[Material to process Boundary: Start]

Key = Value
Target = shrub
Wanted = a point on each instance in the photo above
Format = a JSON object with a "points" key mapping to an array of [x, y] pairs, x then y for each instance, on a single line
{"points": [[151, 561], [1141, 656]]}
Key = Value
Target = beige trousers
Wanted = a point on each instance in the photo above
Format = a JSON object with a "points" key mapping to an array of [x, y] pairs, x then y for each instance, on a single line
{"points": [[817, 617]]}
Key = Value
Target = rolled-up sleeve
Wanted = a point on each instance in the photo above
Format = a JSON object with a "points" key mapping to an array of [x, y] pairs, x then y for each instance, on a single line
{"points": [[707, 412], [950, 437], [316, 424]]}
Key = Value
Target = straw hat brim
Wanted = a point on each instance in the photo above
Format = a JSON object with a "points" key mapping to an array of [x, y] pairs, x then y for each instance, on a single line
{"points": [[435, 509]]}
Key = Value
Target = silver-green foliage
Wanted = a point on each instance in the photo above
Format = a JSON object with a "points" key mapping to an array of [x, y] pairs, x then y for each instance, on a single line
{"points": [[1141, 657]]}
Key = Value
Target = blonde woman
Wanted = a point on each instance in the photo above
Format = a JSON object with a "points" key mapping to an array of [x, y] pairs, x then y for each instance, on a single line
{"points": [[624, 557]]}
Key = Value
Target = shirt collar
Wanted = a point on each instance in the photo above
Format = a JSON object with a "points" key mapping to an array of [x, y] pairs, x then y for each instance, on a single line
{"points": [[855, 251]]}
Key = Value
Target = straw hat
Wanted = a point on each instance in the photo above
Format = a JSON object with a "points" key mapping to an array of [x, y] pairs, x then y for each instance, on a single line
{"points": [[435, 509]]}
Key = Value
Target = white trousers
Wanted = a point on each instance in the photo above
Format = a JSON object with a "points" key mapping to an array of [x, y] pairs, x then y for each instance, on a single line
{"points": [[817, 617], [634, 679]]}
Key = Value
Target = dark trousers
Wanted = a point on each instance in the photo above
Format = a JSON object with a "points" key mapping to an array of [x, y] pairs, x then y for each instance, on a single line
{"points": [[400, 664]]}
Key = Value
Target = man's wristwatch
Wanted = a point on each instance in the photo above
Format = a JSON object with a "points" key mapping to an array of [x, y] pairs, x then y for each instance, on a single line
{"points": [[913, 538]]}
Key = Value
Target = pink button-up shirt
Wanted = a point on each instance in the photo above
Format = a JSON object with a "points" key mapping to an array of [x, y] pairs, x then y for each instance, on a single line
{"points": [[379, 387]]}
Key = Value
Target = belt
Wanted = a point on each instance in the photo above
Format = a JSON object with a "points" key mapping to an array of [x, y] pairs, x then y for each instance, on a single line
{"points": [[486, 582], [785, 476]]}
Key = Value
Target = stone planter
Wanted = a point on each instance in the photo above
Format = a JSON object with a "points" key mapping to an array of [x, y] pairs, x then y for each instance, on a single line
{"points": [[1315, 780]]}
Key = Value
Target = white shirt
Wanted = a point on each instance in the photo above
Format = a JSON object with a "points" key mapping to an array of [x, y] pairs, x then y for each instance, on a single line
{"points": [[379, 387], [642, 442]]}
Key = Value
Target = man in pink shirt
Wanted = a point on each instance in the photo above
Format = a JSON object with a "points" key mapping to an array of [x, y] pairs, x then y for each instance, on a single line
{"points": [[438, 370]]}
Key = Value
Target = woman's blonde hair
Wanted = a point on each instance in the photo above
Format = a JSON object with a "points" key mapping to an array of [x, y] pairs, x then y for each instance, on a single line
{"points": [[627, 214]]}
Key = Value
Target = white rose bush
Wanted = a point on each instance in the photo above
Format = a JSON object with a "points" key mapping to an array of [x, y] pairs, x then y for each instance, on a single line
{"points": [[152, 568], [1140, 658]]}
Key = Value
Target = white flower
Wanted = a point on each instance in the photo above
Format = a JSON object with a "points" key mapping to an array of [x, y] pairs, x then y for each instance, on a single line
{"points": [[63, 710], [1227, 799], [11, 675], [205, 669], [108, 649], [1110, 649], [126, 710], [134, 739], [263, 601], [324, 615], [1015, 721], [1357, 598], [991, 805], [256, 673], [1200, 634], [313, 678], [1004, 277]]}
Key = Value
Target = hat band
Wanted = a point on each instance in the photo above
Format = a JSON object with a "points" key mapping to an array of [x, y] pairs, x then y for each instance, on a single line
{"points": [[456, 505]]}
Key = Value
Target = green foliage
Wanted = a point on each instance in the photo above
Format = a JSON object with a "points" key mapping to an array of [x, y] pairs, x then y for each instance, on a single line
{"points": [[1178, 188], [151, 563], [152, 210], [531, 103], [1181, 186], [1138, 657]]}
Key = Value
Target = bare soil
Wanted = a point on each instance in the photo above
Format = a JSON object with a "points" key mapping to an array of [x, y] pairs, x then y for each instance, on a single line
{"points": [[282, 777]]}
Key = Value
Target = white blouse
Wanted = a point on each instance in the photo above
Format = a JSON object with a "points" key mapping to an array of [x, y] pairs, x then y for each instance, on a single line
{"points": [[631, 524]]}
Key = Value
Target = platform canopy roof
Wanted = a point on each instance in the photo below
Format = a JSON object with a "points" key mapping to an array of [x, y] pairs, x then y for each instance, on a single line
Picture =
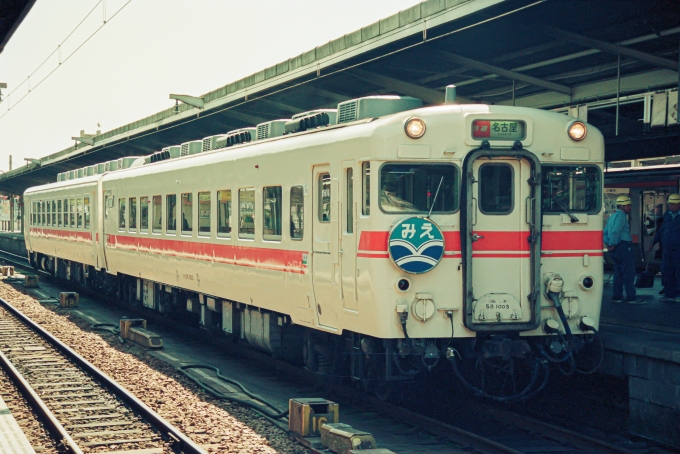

[Material to process Boundary: End]

> **Task directions**: Read through the material above, and whenever a line contains "woman", copy it.

> **Response**:
Target = blonde woman
Target = woman's blonde hair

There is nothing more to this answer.